WHAT TO WORK ON:
Would you transcribe the records word for word, please?
-- DATA FOR THE TASK follows --
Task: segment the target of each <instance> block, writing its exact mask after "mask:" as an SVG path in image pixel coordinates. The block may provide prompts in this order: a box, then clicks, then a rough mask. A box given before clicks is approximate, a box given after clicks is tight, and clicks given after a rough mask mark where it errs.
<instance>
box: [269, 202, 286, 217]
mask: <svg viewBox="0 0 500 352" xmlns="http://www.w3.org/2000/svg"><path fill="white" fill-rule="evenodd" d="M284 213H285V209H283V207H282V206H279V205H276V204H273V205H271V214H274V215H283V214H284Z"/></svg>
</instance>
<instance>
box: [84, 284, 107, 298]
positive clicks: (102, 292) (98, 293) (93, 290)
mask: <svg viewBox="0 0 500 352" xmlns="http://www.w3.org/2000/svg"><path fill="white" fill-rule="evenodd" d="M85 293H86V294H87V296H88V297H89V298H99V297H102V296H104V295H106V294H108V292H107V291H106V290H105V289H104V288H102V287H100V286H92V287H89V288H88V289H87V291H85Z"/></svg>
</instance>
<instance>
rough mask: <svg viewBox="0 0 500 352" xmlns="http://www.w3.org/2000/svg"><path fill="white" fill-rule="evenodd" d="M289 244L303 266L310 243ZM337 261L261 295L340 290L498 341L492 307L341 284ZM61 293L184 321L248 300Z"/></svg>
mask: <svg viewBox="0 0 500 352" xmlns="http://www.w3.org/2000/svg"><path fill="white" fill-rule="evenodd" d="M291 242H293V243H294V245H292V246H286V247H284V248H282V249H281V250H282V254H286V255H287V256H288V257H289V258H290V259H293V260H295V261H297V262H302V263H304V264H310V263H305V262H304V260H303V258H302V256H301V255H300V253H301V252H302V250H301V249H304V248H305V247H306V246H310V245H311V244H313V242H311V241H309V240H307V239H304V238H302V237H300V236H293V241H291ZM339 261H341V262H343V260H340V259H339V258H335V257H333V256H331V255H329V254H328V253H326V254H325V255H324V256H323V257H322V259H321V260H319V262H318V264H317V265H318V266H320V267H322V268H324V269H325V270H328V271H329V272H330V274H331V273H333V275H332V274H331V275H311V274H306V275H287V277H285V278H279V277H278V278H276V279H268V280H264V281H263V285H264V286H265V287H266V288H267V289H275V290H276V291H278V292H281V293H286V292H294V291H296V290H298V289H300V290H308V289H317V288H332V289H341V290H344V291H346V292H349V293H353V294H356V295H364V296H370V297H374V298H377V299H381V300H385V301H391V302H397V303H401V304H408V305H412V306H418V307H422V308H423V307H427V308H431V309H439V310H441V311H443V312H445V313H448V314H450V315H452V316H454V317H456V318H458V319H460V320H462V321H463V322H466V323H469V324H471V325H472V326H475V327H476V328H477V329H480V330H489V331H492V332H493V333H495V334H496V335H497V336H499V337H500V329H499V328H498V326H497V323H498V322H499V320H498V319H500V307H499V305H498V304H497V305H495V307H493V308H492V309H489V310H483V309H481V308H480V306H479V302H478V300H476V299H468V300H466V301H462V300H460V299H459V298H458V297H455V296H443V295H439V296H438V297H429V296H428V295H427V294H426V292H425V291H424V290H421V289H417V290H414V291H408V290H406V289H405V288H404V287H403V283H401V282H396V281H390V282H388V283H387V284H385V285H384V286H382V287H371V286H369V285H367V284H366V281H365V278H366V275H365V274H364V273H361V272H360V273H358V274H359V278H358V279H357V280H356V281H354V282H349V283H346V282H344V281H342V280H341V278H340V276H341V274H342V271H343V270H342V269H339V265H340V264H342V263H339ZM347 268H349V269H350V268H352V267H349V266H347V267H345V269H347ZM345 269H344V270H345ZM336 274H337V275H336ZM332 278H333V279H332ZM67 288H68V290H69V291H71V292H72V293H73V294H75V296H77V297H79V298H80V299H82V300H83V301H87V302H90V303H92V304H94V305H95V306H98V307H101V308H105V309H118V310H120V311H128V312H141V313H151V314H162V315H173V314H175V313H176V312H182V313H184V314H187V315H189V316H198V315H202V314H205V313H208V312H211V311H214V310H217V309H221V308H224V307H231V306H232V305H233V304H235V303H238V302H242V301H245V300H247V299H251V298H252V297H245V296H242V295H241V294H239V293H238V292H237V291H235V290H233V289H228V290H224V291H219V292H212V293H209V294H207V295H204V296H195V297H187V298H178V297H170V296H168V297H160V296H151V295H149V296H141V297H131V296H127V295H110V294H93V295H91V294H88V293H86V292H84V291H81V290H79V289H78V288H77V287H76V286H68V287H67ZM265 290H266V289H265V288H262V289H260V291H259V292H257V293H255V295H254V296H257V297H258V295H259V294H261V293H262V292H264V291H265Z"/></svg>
-- DATA FOR THE TASK concluded --
YOUR RESPONSE:
Task: segment the target of each <instance> block, writing its exact mask after "mask:" as an SVG path in image pixel coordinates. The block may provide prompts in this order: a box, then clicks, then a rough mask. A box given before clicks is approximate, a box given after clicks is tight, and clicks given after a rough mask mark where it errs.
<instance>
box: [269, 202, 286, 217]
mask: <svg viewBox="0 0 500 352" xmlns="http://www.w3.org/2000/svg"><path fill="white" fill-rule="evenodd" d="M284 213H285V209H283V207H282V206H279V205H276V204H273V205H271V214H274V215H283V214H284Z"/></svg>
</instance>
<instance>
box: [84, 284, 107, 298]
positive clicks: (102, 292) (98, 293) (93, 290)
mask: <svg viewBox="0 0 500 352" xmlns="http://www.w3.org/2000/svg"><path fill="white" fill-rule="evenodd" d="M85 293H86V294H87V296H88V297H89V298H99V297H102V296H104V295H106V294H108V292H107V291H106V290H105V289H104V288H102V287H100V286H92V287H89V288H88V289H87V291H85Z"/></svg>
</instance>
<instance>
rough mask: <svg viewBox="0 0 500 352" xmlns="http://www.w3.org/2000/svg"><path fill="white" fill-rule="evenodd" d="M289 244L303 266L310 243ZM337 261L261 295L340 290L498 341L492 307L341 284ZM61 293L184 321L248 300Z"/></svg>
mask: <svg viewBox="0 0 500 352" xmlns="http://www.w3.org/2000/svg"><path fill="white" fill-rule="evenodd" d="M291 242H293V243H294V245H292V246H286V247H284V248H282V249H281V250H282V254H286V255H287V256H288V257H289V258H290V259H293V260H295V261H297V262H302V263H304V264H310V263H305V262H304V260H303V258H302V256H301V255H300V253H301V252H302V250H301V249H304V248H305V247H306V246H310V245H311V244H313V242H311V241H309V240H307V239H304V238H302V237H300V236H293V241H291ZM339 261H341V262H343V260H340V259H339V258H335V257H333V256H331V255H329V254H328V253H326V254H325V255H324V256H323V257H322V259H321V260H319V262H318V264H317V265H318V266H320V267H322V268H324V269H325V270H328V271H329V272H330V274H331V273H333V275H332V274H331V275H311V274H306V275H287V277H285V278H279V277H278V278H276V279H268V280H264V281H263V285H264V286H265V287H266V288H267V289H275V290H276V291H278V292H281V293H286V292H294V291H296V290H298V289H300V290H308V289H317V288H332V289H341V290H344V291H346V292H349V293H353V294H356V295H364V296H370V297H374V298H377V299H381V300H385V301H391V302H397V303H401V304H408V305H412V306H418V307H422V308H423V307H427V308H431V309H439V310H441V311H443V312H445V313H448V314H450V315H452V316H454V317H456V318H458V319H460V320H462V321H463V322H466V323H469V324H471V325H472V326H475V327H476V328H477V329H480V330H489V331H492V332H493V333H495V334H496V335H497V336H499V337H500V329H499V328H498V326H497V323H498V322H499V320H498V319H500V307H499V305H498V304H497V305H495V307H493V308H492V309H489V310H483V309H481V308H480V306H479V302H478V300H476V299H468V300H466V301H462V300H460V299H459V298H458V297H455V296H443V295H439V296H438V297H429V296H428V295H427V294H426V292H425V291H424V290H421V289H417V290H414V291H408V290H406V289H405V288H404V287H403V283H401V282H396V281H390V282H388V283H387V284H385V285H384V286H382V287H371V286H369V285H367V284H366V281H365V278H366V275H365V274H364V273H361V272H360V273H358V274H359V278H358V279H357V280H356V281H354V282H349V283H346V282H344V281H342V280H341V278H340V276H341V274H342V271H343V270H342V269H339V265H340V264H342V263H339ZM347 268H349V269H350V268H352V267H349V266H347V267H345V269H347ZM345 269H344V270H345ZM336 274H337V275H336ZM332 278H333V279H332ZM67 288H68V290H69V291H71V292H72V293H73V294H75V296H77V297H79V298H80V299H82V300H83V301H87V302H90V303H92V304H94V305H95V306H98V307H101V308H105V309H118V310H120V311H128V312H141V313H151V314H162V315H173V314H175V313H176V312H182V313H184V314H187V315H189V316H198V315H202V314H205V313H208V312H211V311H214V310H217V309H221V308H224V307H231V306H232V305H233V304H235V303H238V302H242V301H245V300H247V299H251V298H252V297H245V296H242V295H241V294H239V293H238V292H237V291H235V290H233V289H228V290H224V291H219V292H212V293H209V294H207V295H204V296H195V297H187V298H178V297H170V296H168V297H160V296H151V295H149V296H141V297H131V296H127V295H110V294H93V295H91V294H88V293H86V292H84V291H81V290H79V289H78V288H77V287H76V286H68V287H67ZM265 290H266V289H265V288H262V289H260V291H259V292H257V293H255V295H254V296H257V297H258V295H259V294H261V293H262V292H264V291H265Z"/></svg>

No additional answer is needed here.